*Prompt A*
What is the value of parameter PA (1) in the anonymization passage?

* * * * * * * * *

FIG. 19 illustrates an example of processing amount parameter tables that the processing amount assignment unit 160 in the present embodiment uses. The processing amount assignment unit 160 defines a processing amount using the processing amount parameter table. The processing amount parameter table is also called a parameter table for processing amount assignment.

In the following, a specific example of each step of the processing procedure of the anonymization apparatus 100 in the present embodiment will be described. Since step S301 is a same as at least any one of step S301 in Embodiment 1 to Embodiment 3, a description will be omitted.

In step S302, as illustrated in a column of “Processing Amount” of a table at a top of FIG. 19, the processing amount assignment unit 160 sets a processing amount of each anonymization unit 120. In the following, in the description of each step, the processing amount means the processing amount that the processing amount assignment unit 160 set in the present step.

Operation of each parameter adjustment unit 140 is a same as the operation of the parameter adjustment unit 140 of Embodiment 1 except that the anonymization parameter is set such that the anonymization parameter is within a range of the processing amount.

FIG. 20 illustrates an example of initial parameters of each anonymization unit 120 in the present embodiment. A value of parameter PA (1) is 0.15.

Parameter PA (1) represents a probability of selecting a dot that indicates a position as the processing target, and is a parameter that directly affects the processing amount. Consequently, parameter PA (1) is set according to the processing amount.

Parameter (dx, dy)=(0, −1) of anonymization unit 120_2 is also set according to the processing amount.

* * * * * * * * *

*Prompt B*
Please rewrite the entries from the line with "the person standing" up to and including the line with "point(348, 206)", changing "photograph" to "image" and leaving everything else unchanged.

* * * * * * * * *

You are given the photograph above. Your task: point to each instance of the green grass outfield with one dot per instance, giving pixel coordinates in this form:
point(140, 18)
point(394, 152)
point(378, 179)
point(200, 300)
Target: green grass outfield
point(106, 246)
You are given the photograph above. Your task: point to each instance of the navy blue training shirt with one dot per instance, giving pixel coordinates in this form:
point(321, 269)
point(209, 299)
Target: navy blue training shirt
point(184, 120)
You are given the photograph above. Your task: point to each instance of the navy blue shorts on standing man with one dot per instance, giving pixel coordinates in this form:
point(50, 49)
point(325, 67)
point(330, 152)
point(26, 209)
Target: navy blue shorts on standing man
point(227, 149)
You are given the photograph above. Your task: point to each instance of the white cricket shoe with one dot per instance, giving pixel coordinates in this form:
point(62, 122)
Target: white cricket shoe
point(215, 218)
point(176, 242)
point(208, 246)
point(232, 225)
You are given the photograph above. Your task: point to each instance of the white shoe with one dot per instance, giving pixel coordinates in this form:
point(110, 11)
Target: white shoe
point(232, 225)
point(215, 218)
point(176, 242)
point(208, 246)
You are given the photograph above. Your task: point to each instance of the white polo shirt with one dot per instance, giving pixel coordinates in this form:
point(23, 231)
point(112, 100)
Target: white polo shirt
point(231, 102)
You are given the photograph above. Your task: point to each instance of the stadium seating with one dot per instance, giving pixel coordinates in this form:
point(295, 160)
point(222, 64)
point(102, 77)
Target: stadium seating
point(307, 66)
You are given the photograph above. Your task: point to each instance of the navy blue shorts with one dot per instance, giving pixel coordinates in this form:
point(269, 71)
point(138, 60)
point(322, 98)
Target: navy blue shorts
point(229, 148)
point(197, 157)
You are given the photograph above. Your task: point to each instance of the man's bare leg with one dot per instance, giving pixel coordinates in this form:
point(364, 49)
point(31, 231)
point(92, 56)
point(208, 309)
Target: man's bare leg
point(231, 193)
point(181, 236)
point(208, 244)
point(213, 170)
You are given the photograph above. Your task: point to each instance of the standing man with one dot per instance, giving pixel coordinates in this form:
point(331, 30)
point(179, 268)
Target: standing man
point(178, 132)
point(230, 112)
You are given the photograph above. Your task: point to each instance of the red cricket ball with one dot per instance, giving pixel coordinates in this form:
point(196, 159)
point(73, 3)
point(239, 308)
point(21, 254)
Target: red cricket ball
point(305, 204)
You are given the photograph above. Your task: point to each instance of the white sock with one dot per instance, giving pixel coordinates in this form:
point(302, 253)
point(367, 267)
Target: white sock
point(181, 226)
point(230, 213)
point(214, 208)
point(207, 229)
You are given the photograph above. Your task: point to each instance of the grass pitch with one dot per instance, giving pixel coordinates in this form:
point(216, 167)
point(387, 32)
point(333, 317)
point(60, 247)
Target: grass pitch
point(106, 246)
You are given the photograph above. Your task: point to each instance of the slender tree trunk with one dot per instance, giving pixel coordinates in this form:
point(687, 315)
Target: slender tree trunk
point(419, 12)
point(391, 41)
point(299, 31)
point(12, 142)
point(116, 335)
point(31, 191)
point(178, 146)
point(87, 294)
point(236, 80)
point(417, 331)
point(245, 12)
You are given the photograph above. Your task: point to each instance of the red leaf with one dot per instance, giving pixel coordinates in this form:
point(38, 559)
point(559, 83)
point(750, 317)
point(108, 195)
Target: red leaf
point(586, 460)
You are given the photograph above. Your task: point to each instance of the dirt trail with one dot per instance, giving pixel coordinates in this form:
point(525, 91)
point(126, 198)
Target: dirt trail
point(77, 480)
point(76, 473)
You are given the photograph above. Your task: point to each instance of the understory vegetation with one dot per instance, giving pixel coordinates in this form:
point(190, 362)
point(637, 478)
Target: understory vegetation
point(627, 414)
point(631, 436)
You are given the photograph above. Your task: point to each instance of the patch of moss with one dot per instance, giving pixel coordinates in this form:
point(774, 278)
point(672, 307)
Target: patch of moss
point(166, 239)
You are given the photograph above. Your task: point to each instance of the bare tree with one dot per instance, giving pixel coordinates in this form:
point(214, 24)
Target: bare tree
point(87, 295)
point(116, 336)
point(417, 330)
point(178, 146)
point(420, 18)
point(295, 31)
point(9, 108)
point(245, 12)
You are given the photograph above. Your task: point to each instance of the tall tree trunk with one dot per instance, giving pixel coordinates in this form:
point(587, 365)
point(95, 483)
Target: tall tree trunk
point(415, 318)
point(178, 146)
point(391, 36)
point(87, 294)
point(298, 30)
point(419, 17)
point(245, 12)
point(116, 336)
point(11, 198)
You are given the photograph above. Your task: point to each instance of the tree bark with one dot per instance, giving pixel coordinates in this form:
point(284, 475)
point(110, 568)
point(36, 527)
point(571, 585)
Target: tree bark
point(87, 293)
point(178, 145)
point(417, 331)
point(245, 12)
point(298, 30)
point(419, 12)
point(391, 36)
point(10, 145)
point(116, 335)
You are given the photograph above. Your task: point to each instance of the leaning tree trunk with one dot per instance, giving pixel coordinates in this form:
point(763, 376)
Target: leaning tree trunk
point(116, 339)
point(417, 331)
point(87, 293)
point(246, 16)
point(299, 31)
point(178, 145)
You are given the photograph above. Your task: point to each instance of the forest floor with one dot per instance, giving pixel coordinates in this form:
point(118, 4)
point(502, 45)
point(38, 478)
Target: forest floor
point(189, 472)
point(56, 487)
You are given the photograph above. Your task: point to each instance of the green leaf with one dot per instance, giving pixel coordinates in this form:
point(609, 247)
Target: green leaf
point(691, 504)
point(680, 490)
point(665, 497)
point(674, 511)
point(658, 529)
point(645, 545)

* * * * * * * * *

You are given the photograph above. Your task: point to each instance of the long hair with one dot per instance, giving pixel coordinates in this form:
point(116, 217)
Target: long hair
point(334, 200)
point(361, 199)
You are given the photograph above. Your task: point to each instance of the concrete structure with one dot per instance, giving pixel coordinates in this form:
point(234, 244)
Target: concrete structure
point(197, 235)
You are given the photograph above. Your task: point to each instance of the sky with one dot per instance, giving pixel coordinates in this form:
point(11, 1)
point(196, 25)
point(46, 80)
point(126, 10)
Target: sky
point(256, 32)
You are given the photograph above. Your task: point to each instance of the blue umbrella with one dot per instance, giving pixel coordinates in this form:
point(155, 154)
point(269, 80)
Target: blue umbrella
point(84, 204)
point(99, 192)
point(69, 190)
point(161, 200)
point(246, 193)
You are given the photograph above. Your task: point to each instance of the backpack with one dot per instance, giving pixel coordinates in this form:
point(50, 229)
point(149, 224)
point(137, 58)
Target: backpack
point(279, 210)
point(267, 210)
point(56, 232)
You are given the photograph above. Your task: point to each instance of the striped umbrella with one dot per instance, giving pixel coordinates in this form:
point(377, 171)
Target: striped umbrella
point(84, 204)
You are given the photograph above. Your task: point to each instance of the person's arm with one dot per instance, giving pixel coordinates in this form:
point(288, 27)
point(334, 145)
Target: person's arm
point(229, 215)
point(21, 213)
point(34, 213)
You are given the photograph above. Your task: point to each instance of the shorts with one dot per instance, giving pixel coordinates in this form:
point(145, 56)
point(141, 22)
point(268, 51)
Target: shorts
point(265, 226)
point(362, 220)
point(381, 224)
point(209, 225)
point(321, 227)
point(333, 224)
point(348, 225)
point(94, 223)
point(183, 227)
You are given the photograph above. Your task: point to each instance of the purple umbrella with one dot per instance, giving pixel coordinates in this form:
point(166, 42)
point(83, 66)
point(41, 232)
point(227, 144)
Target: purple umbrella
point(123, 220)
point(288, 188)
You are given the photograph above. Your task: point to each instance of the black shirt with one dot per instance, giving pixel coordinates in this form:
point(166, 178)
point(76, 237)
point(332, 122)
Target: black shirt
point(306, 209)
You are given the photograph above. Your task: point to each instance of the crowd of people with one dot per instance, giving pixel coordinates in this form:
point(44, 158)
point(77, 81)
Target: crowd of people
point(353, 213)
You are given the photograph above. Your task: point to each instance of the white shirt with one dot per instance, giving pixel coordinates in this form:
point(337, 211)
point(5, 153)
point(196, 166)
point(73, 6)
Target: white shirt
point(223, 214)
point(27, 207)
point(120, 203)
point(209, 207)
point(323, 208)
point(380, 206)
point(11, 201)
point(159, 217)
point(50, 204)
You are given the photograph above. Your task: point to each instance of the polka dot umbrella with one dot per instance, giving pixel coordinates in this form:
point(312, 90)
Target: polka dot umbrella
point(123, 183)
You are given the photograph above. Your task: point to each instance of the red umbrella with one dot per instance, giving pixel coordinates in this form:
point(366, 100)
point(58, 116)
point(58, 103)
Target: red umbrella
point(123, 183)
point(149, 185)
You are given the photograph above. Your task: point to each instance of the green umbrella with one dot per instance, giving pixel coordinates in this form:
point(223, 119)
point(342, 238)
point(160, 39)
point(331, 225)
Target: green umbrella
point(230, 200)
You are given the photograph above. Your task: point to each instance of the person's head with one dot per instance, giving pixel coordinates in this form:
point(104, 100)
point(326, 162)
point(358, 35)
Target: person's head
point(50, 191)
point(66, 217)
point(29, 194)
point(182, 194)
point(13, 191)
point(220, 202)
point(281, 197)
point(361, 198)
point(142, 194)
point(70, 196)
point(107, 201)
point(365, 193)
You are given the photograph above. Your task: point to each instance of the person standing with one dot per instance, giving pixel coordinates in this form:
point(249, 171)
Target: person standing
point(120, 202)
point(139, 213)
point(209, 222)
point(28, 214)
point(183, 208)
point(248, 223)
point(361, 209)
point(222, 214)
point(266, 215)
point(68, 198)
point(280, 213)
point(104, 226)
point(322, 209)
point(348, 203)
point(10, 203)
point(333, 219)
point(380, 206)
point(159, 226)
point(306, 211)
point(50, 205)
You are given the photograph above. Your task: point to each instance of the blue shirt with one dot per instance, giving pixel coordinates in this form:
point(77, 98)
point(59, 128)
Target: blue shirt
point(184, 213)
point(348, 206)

* * * * * * * * *

*Exercise output A*
0.15

*Exercise output B*
You are given the image above. Your task: point to each instance of the person standing with one dot per instance, giving pixel coordinates in this form:
point(249, 171)
Target: person standing
point(120, 202)
point(139, 213)
point(209, 222)
point(28, 214)
point(183, 208)
point(248, 223)
point(361, 209)
point(222, 214)
point(266, 215)
point(68, 198)
point(280, 213)
point(104, 226)
point(322, 209)
point(348, 203)
point(10, 203)
point(333, 219)
point(380, 206)
point(159, 226)
point(306, 211)
point(50, 205)
You are given the image above. Your task: point to each instance of the blue shirt with one dot per instance, giving pixel coordinates in this form:
point(77, 98)
point(59, 128)
Target: blue shirt
point(184, 213)
point(348, 206)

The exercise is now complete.